▶ [CONSIGNE]: D'après le texte sur la catastrophe du Bazar de la charité, dans quelle rue se tenait ce bazar ?

C'était à la une ! La catastrophe du Bazar de la charité
La lecture du jour retrace le terrible incendie du Bazar de la charité ; cette vente de bienfaisance qui fut le théâtre de dizaines de morts en 1897.
En partenariat avec "La Fabrique de l'Histoire" sur France Culture
Cette semaine : La catastrophe du Bazar de la charité, Le Matin, 5 mai 1897.
« LA CATASTROPHE DU BAZAR DE LA CHARITÉ
Les quinze dernières années de ce siècle qui va bientôt finir auront été marquées par trois épouvantables catastrophes dont le douloureux souvenir restera longtemps gravé dans la mémoire des Parisiens : l'Opéra-Comique, Saint-Mandé et le Bazar de la charité de la rue Jean-Goujon. [...] Hélas la catastrophe d'hier laisse loin derrière elle les deux précédentes, autant par le nombre que par la qualité des victimes. [....]
En quelques minutes, plus de deux cents familles, les plus aristocratiques de France, ont été mises en deuil ; on peut dire que tout l'armorial parisien est aujourd'hui atteint par cette catastrophe, la plus imprévue, la plus brutale, la plus impitoyable que nous ayons eu à enregistrer depuis longtemps.

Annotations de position
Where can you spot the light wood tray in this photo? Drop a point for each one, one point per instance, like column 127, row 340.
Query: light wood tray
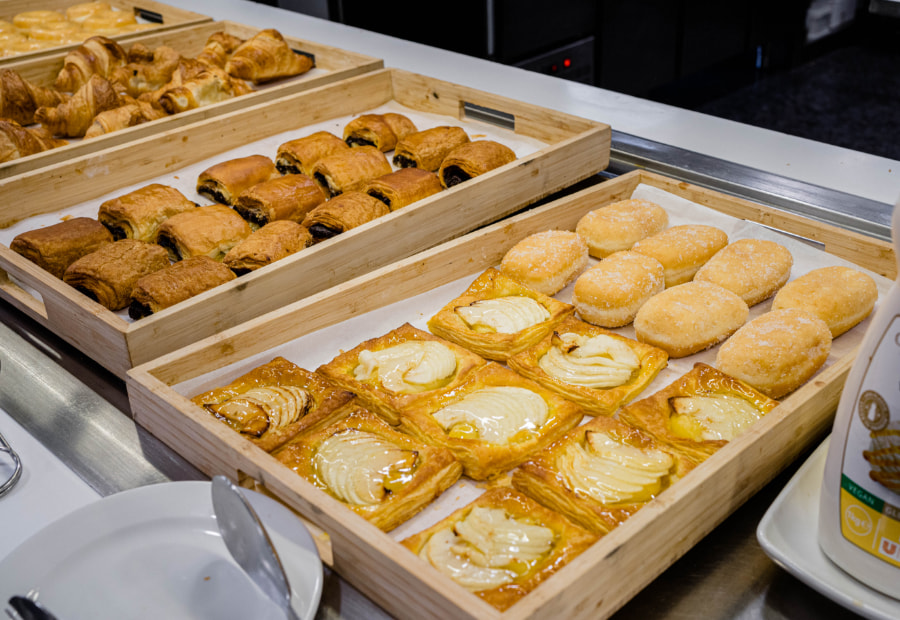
column 575, row 149
column 332, row 65
column 613, row 570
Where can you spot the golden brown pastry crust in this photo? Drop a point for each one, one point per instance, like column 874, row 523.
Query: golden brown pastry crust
column 350, row 170
column 653, row 414
column 403, row 187
column 840, row 296
column 595, row 401
column 373, row 393
column 473, row 159
column 109, row 274
column 175, row 283
column 427, row 149
column 270, row 243
column 53, row 248
column 343, row 212
column 138, row 214
column 300, row 155
column 751, row 268
column 289, row 197
column 777, row 352
column 492, row 284
column 435, row 469
column 690, row 317
column 323, row 409
column 203, row 231
column 481, row 459
column 569, row 541
column 225, row 181
column 543, row 479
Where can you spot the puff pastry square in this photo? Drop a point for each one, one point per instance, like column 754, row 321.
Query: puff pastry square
column 601, row 473
column 380, row 474
column 700, row 412
column 498, row 317
column 598, row 369
column 392, row 371
column 492, row 421
column 501, row 546
column 274, row 402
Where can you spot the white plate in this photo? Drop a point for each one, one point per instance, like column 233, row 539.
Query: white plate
column 788, row 533
column 156, row 552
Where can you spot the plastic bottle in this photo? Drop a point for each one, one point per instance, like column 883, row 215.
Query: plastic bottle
column 859, row 516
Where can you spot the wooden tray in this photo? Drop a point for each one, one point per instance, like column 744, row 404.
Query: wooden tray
column 575, row 149
column 608, row 574
column 332, row 65
column 164, row 15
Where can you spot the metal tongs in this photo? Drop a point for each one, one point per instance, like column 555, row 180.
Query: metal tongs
column 17, row 472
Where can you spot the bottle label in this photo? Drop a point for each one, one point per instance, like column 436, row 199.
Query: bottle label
column 870, row 478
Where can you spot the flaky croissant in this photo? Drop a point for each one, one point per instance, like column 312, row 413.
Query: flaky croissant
column 20, row 99
column 73, row 117
column 266, row 56
column 98, row 55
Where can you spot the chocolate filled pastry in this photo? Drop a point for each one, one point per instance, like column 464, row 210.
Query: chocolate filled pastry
column 270, row 243
column 598, row 369
column 501, row 546
column 403, row 187
column 392, row 371
column 53, row 248
column 472, row 159
column 300, row 155
column 497, row 317
column 272, row 403
column 202, row 231
column 343, row 212
column 427, row 149
column 382, row 475
column 349, row 170
column 700, row 412
column 492, row 421
column 379, row 130
column 289, row 197
column 175, row 283
column 109, row 274
column 138, row 214
column 225, row 181
column 601, row 473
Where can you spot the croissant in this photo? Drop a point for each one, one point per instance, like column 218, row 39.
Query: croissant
column 17, row 141
column 19, row 98
column 98, row 55
column 266, row 56
column 73, row 117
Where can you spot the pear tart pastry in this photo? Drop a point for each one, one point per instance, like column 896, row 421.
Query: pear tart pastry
column 395, row 370
column 601, row 473
column 379, row 130
column 473, row 159
column 403, row 187
column 225, row 181
column 700, row 412
column 598, row 369
column 497, row 317
column 427, row 149
column 492, row 421
column 350, row 170
column 289, row 197
column 380, row 474
column 274, row 402
column 138, row 214
column 203, row 231
column 300, row 155
column 501, row 546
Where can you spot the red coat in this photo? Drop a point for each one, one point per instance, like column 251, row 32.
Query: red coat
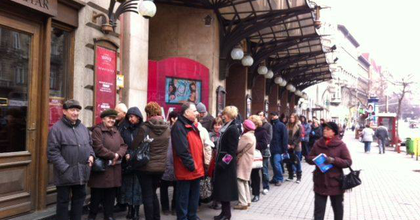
column 187, row 149
column 328, row 183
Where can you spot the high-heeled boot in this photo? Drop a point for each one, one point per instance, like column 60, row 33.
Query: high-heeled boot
column 136, row 211
column 130, row 212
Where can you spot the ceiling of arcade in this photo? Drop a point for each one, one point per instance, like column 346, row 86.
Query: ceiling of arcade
column 280, row 34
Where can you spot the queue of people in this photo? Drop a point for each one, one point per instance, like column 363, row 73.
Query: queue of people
column 199, row 156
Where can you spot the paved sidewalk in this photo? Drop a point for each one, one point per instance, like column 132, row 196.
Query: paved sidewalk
column 390, row 190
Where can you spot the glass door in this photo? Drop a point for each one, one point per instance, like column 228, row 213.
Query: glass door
column 19, row 102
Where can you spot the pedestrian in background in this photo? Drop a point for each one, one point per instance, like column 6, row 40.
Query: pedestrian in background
column 305, row 136
column 245, row 159
column 130, row 189
column 214, row 136
column 316, row 133
column 225, row 178
column 382, row 134
column 168, row 177
column 262, row 140
column 70, row 151
column 150, row 174
column 294, row 148
column 188, row 162
column 278, row 148
column 367, row 137
column 205, row 118
column 327, row 184
column 266, row 153
column 108, row 146
column 121, row 109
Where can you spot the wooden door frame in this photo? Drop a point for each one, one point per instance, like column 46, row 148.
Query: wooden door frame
column 28, row 157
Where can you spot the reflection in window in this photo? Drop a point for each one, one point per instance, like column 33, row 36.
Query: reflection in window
column 59, row 73
column 14, row 72
column 60, row 41
column 16, row 40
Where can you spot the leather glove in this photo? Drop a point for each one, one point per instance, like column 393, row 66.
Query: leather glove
column 330, row 160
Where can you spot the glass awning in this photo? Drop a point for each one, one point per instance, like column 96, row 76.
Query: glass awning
column 280, row 34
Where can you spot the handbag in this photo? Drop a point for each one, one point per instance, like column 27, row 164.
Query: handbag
column 141, row 155
column 266, row 153
column 99, row 165
column 206, row 189
column 258, row 160
column 350, row 180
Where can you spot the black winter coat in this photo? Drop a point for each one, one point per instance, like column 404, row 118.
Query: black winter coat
column 262, row 137
column 69, row 148
column 279, row 142
column 225, row 179
column 316, row 134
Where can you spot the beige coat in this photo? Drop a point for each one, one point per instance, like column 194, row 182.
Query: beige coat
column 246, row 148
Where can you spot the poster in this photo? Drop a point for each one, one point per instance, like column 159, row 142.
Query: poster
column 105, row 78
column 56, row 110
column 179, row 91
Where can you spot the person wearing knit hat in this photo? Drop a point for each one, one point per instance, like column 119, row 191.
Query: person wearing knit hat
column 122, row 109
column 333, row 126
column 205, row 119
column 249, row 125
column 245, row 154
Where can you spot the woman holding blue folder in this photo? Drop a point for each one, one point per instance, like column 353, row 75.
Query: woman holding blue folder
column 327, row 184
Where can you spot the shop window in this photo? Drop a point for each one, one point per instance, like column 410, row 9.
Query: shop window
column 16, row 40
column 59, row 71
column 14, row 73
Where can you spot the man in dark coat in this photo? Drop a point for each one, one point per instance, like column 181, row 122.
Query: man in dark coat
column 70, row 151
column 206, row 119
column 327, row 184
column 188, row 162
column 266, row 153
column 382, row 134
column 278, row 147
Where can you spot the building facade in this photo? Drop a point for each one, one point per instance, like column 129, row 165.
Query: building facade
column 55, row 50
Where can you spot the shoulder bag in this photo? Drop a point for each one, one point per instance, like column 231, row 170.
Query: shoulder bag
column 350, row 180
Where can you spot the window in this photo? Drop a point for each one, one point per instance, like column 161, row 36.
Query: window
column 19, row 75
column 59, row 71
column 16, row 40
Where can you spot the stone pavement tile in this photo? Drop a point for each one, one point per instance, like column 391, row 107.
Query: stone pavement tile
column 390, row 190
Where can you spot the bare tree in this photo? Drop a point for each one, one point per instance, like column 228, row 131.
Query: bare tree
column 403, row 88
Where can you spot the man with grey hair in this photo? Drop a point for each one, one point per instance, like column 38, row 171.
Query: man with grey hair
column 188, row 162
column 70, row 151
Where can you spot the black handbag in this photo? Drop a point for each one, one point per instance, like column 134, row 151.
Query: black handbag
column 350, row 180
column 141, row 155
column 99, row 165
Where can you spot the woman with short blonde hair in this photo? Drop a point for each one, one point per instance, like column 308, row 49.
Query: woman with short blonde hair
column 230, row 111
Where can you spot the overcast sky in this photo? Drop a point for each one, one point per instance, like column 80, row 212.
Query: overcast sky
column 387, row 29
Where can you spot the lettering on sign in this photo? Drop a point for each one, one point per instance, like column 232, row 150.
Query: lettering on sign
column 46, row 6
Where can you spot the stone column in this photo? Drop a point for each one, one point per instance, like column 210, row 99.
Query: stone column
column 135, row 60
column 236, row 89
column 258, row 94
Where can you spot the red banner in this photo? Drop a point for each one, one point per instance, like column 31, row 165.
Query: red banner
column 105, row 91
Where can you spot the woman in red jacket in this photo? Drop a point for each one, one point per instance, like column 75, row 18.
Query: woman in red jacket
column 327, row 184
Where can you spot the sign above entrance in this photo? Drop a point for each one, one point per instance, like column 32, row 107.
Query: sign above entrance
column 45, row 6
column 105, row 78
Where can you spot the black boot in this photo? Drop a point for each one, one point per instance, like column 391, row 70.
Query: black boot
column 136, row 211
column 299, row 177
column 130, row 212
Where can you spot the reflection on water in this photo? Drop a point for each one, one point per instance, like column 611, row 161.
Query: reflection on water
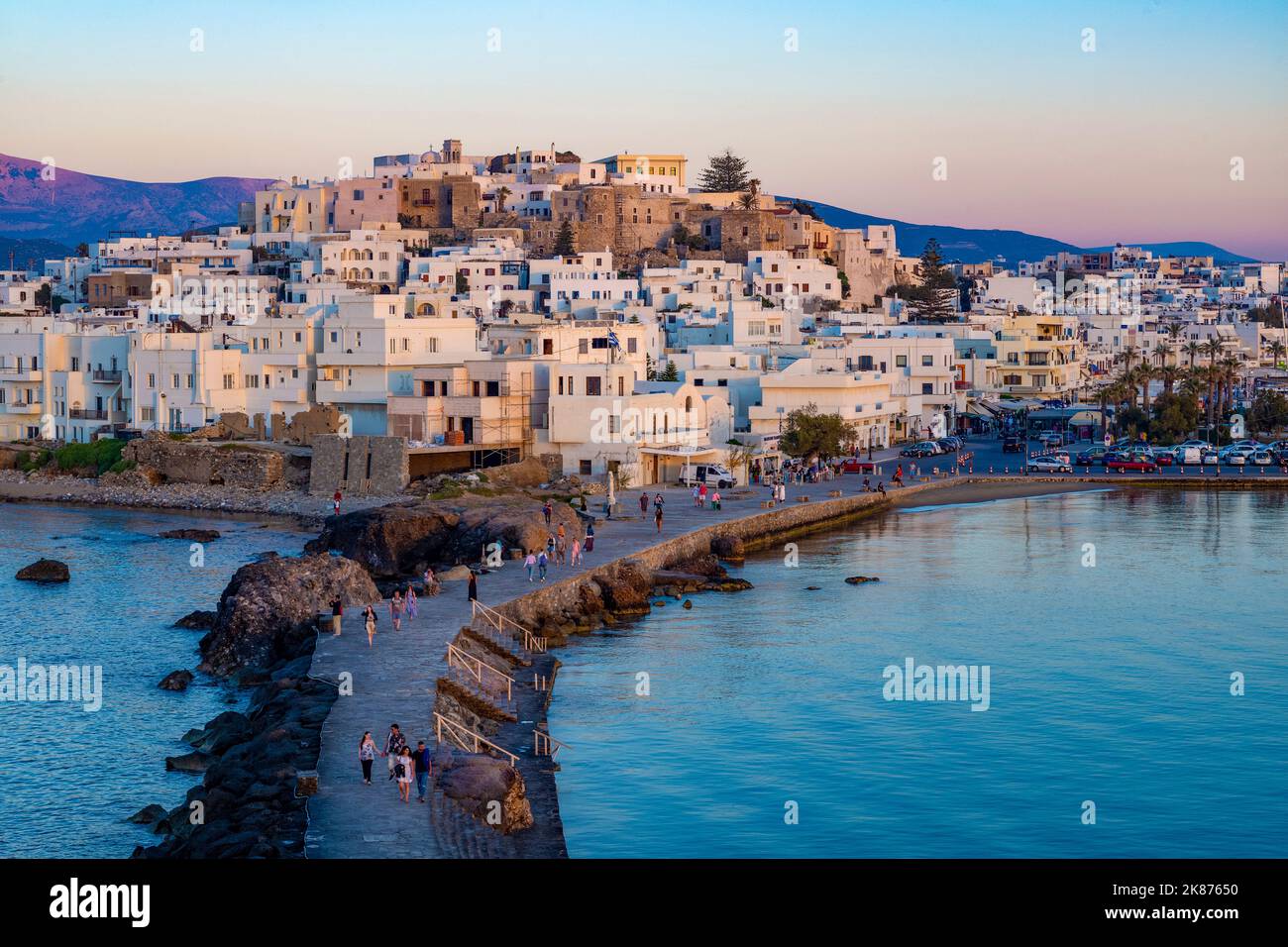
column 1108, row 684
column 68, row 777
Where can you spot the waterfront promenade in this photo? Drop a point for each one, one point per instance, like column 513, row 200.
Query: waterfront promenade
column 393, row 681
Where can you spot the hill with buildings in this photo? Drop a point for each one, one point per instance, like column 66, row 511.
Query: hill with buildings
column 969, row 245
column 68, row 206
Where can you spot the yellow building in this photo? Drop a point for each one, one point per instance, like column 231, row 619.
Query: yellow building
column 668, row 165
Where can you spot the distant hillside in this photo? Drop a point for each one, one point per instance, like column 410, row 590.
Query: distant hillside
column 76, row 206
column 975, row 247
column 31, row 254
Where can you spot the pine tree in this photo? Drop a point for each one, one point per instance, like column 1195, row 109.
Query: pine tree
column 725, row 172
column 566, row 241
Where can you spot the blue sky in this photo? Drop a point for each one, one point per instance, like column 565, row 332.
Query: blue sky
column 1131, row 141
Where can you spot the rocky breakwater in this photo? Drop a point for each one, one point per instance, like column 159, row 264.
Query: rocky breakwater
column 399, row 540
column 258, row 763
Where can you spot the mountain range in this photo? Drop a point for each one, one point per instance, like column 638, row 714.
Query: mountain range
column 44, row 219
column 967, row 245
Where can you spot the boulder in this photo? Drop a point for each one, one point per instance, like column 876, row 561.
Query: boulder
column 175, row 681
column 46, row 571
column 194, row 535
column 269, row 608
column 188, row 763
column 476, row 781
column 728, row 548
column 197, row 621
column 149, row 814
column 626, row 590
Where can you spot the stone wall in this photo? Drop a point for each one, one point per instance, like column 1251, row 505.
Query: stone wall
column 194, row 462
column 359, row 466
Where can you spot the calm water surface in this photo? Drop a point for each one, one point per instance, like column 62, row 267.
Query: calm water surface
column 1108, row 684
column 68, row 777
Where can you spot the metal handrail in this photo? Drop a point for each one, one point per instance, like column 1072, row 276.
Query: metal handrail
column 460, row 659
column 498, row 621
column 458, row 732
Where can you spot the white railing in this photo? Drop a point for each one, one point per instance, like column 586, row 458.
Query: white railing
column 467, row 738
column 545, row 745
column 501, row 624
column 476, row 668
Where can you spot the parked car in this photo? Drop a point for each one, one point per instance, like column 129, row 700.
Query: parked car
column 1050, row 464
column 712, row 474
column 922, row 449
column 1122, row 463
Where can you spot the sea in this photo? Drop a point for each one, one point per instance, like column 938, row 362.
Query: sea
column 1121, row 690
column 71, row 774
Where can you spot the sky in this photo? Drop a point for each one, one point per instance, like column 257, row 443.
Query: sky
column 1166, row 121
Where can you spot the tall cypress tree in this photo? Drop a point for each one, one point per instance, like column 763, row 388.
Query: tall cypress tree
column 725, row 172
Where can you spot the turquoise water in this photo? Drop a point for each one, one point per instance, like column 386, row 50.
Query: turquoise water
column 1108, row 684
column 68, row 777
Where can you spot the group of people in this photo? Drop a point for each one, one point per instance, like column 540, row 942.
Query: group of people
column 399, row 605
column 406, row 766
column 699, row 497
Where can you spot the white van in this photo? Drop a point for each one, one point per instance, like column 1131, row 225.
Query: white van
column 712, row 474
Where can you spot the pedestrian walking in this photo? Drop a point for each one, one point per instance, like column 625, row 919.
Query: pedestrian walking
column 424, row 767
column 403, row 772
column 394, row 744
column 366, row 755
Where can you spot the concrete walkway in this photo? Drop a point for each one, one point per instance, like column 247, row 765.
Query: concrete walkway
column 393, row 681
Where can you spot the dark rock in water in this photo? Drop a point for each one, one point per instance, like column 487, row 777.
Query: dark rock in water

▶ [SOLUTION DÉTAILLÉE]: Rue Jean-Goujon.